Tristan Brusch: Am Anfang
Album:

Am Anfang

Medium: CD/LP/Download
Stil:

Songwriter-Pop, Chanson, Indiepop, Deutschpop, Liedermacher, Gitarrenpop, Barock-Pop, Sophisticated-Pop

Label: Wasser & Licht/Sony
Spieldauer: 43:23
Erschienen: 24.10.2025
Website: [Link]

Am Anfang war der Kies auf dem Fahrradweg. Wenn Du schnell genug fährst, hört er sich an wie Applaus. Wie das Leben selbst, das einem noch Beifall klatscht, obwohl man längst in die falsche Richtung tritt."

Diese Sätze eröffnen die 'Liner-Notes' von TRISTAN BRUSCH zu seinem neuen Album "Am Anfang", und er hat sie für die Vinyl-Ausgabe nicht wie sonst meist üblich irgendwo in der Innenhülle versteckt, sondern gut lesbar auf der Platten-Rückseite abdrucken lassen. Zu Recht. Denn BRUSCH ist nicht nur in diesen melancholischen Gedanken zu seinen zwölf neuen Liedern ein Meister des Wortes. Ja, es gibt derzeit in Deutschland keinen herausragenderen Pop-Poeten als diesen in Gelsenkirchen geborenen, seit langem in Berlin lebenden "Liedermacher". Und "Am Anfang", das dem Titel zum Trotz das Ende einer Albumtrilogie markiert, ist sein Opus magnum. Ein Deutschpop-Meisterwerk.

> _Auflistung_
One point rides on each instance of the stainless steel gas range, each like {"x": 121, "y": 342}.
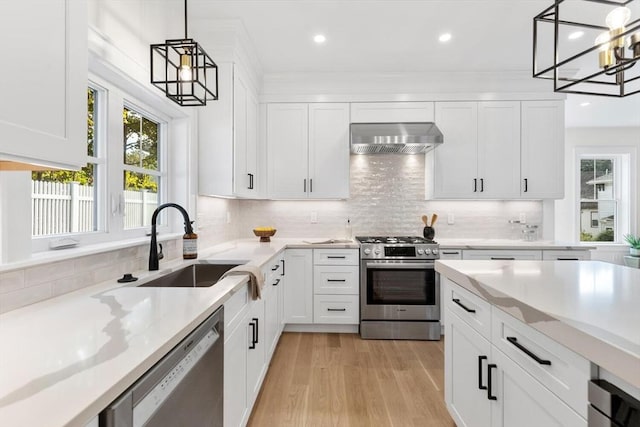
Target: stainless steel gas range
{"x": 399, "y": 288}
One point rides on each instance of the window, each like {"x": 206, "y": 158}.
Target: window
{"x": 605, "y": 201}
{"x": 114, "y": 196}
{"x": 64, "y": 201}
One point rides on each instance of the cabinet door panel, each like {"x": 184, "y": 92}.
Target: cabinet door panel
{"x": 235, "y": 376}
{"x": 456, "y": 159}
{"x": 467, "y": 403}
{"x": 524, "y": 402}
{"x": 44, "y": 100}
{"x": 499, "y": 149}
{"x": 543, "y": 149}
{"x": 287, "y": 145}
{"x": 298, "y": 291}
{"x": 329, "y": 151}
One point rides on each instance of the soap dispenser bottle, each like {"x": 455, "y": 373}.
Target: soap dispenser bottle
{"x": 189, "y": 243}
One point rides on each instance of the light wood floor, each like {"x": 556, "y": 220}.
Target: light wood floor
{"x": 341, "y": 380}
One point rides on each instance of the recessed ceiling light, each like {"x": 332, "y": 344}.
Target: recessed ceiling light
{"x": 576, "y": 35}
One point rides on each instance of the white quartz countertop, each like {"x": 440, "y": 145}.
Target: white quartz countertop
{"x": 510, "y": 244}
{"x": 591, "y": 307}
{"x": 65, "y": 359}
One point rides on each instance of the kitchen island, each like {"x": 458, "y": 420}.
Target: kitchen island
{"x": 574, "y": 321}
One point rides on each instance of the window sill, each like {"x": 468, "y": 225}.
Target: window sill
{"x": 54, "y": 255}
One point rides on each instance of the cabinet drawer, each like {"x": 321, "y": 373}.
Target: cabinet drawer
{"x": 336, "y": 257}
{"x": 235, "y": 307}
{"x": 341, "y": 309}
{"x": 469, "y": 307}
{"x": 335, "y": 279}
{"x": 566, "y": 255}
{"x": 559, "y": 369}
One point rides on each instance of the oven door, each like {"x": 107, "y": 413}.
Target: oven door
{"x": 399, "y": 290}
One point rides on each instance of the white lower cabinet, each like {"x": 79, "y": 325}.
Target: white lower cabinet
{"x": 298, "y": 294}
{"x": 486, "y": 387}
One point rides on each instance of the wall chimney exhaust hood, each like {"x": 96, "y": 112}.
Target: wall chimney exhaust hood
{"x": 402, "y": 138}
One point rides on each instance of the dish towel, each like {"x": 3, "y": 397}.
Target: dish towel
{"x": 256, "y": 281}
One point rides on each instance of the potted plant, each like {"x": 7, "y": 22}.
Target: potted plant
{"x": 634, "y": 241}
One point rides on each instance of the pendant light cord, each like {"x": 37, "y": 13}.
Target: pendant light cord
{"x": 185, "y": 19}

> _Aufgaben zur Übung_
1. Wo hat Tristan Brusch laut der Rezension zu „Am Anfang“ die Liner-Notes bei der Vinyl-Ausgabe abdrucken lassen?
2. Stimmen diese Aussagen mit der Rezension zu „Am Anfang“ überein? Antworte jeweils mit Ja oder Nein und zitiere die entscheidenden Worte. (a) Das Album enthält zwölf neue Lieder. (b) Tristan Brusch ist in Berlin geboren. (c) „Am Anfang“ ist das erste Album einer Trilogie.
3. Führe die Rezension zu „Am Anfang“ nach ihrem letzten Satz fort.

> _Antworten nacheinander_
1. Gut lesbar auf der Platten-Rückseite.

2.
(a) Ja: „zu seinen zwölf neuen Liedern“
(b) Nein: „in Gelsenkirchen geborenen, seit langem in Berlin lebenden“
(c) Nein: „das dem Titel zum Trotz das Ende einer Albumtrilogie markiert“

3.
Wild, mutig, schmerzhaft ehrlich, rätselhaft, unheimlich, brutal - so wird die Musik von TRISTAN BRUSCH gern beschrieben. Und irgendwie stimmt das auch alles, ob dieser 37 Jahre alte Singer-Songwriter nun seine intensiven, oft tragischen Liebeslieder anstimmt oder vertonte Nostalgie oder manisch-düstere Mörderballaden wie "Am Herz vorbei" - bis hin zu den allerletzten Dingen in der zu Tränen rührenden Abschieds-Elegie "Baggersee" (die beiden letzteren vom auch schon fabelhaften Vorgängeralbum "Am Wahn").


Tatsächlich kann derzeit hierzulande wohl kein anderer Songschreiber und Komponist so virtuos mit Gefühlen (den eigenen und denen seiner Zuhörer) spielen, ohne die Kitsch-Grenze zu überschreiten. Er macht manchmal allerdings erst sehr kurz Halt vor dieser künstlerischen No-Go-Area, hinter der der Schlager lauert, Das sollte man wissen, wenn man sich den Liedern von TRISTAN BRUSCH erstmals nähert, wie das jetzt, durch das bereits einhellig bejubelte "Am Anfang", hoffentlich immer mehr Hörer tun werden.

Mit dem neuen Album bringt Brusch, wie schon angesprochen, seine "dunkelromantische Trilogie" zu Ende - indem er sich inhaltlich rückwärts bewegt hat, von den noch eher gegenwärtigen Texten des Durchbruch-Werks "Am Rest" (2021) über die (zum Glück) fiktiven, abgründigen Moritaten von "Am Wahn" (2023) hin zu den aktuellen Reflexionen über Kindheit, Jugend, Jungmänner-Zeit und alles, was damit zu tun hat. Vor allem, immer wieder: die Liebe, auch und gerade die toxische und die scheiternde, Sehnsucht, Verlust von Unschuld und Naivität, Gnade und Vergebung, Romantik und Herzschmerz.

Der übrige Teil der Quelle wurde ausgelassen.